Task directions:
The full set of entries needs to be reproduced exactly.

□ □ □ □ □

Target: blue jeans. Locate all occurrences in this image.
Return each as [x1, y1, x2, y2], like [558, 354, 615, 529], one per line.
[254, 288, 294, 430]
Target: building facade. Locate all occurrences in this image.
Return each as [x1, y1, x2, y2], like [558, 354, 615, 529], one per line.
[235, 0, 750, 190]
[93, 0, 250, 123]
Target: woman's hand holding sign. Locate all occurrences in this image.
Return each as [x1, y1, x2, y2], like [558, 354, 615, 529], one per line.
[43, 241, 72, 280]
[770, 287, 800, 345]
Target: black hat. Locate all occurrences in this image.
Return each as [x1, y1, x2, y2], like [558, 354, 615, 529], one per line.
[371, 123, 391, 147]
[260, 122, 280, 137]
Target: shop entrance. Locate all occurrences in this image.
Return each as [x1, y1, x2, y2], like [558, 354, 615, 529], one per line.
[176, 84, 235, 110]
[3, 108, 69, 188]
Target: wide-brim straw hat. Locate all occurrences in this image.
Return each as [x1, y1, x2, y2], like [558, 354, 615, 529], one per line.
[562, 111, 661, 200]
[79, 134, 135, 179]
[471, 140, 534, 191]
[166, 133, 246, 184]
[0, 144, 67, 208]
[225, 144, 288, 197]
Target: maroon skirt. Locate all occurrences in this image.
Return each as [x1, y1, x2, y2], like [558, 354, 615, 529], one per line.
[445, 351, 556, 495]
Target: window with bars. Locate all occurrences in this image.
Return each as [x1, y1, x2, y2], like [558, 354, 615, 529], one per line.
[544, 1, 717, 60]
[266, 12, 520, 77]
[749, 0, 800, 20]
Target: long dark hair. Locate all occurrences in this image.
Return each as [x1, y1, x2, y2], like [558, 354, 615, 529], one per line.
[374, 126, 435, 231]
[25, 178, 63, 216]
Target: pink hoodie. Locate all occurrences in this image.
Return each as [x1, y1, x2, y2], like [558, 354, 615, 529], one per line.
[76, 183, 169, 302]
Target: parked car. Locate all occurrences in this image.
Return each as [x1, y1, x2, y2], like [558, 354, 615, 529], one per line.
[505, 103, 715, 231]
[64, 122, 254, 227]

□ □ □ □ □

Task response:
Target: blue jeans. Locate all occurrences in this image.
Return each as [x1, y1, x2, y2], like [558, 354, 615, 529], one per line.
[254, 288, 294, 430]
Target: building facade. Locate all occurrences in this image.
Return each as [x1, y1, x2, y2], like [558, 354, 615, 529], one per line.
[235, 0, 750, 190]
[93, 0, 250, 123]
Target: woman's hand holding sign. Locate all occurrences in this image.
Return each as [x1, y1, x2, y2], like [558, 354, 615, 529], one per line.
[43, 241, 72, 280]
[770, 287, 800, 345]
Target: black hat. Locate all occurrences in this image.
Return each as [x1, y1, x2, y2], like [558, 354, 615, 529], one per line.
[371, 123, 391, 147]
[260, 122, 280, 137]
Target: shop entrance. Locate all occurrences in this image.
Return each as [x1, y1, x2, y2], like [558, 354, 615, 529], one per line.
[176, 84, 235, 110]
[3, 108, 69, 188]
Target: wide-brim straw hat. Locate all occurrences in this image.
Return each as [x1, y1, x2, y2], like [558, 354, 615, 529], one per line.
[562, 111, 661, 200]
[79, 134, 135, 179]
[471, 140, 534, 191]
[166, 133, 246, 184]
[0, 144, 67, 208]
[225, 144, 288, 197]
Target: maroon skirt. Locate all occurrences in this image.
Return each as [x1, y1, x2, y2], like [558, 354, 615, 529], one per line.
[445, 351, 556, 495]
Target: window with bars. Locate all occurrences in this image.
Return each as [x1, y1, x2, y2], like [558, 354, 615, 529], one per line.
[544, 1, 717, 60]
[266, 12, 520, 77]
[749, 0, 800, 20]
Target: long dark hair. Locate all occurrences in this image.
Return each as [x1, y1, x2, y2], like [558, 354, 615, 529], one per line.
[374, 126, 435, 231]
[25, 178, 63, 216]
Target: pink hoodie. Locate all occurrences in this image.
Return each as [x1, y1, x2, y2], like [558, 354, 615, 529], one per line.
[76, 183, 169, 302]
Target: parked car. Locate all occurrences in this image.
Return each as [x1, y1, x2, y2], like [558, 354, 615, 529], one per line.
[505, 103, 715, 231]
[64, 122, 254, 227]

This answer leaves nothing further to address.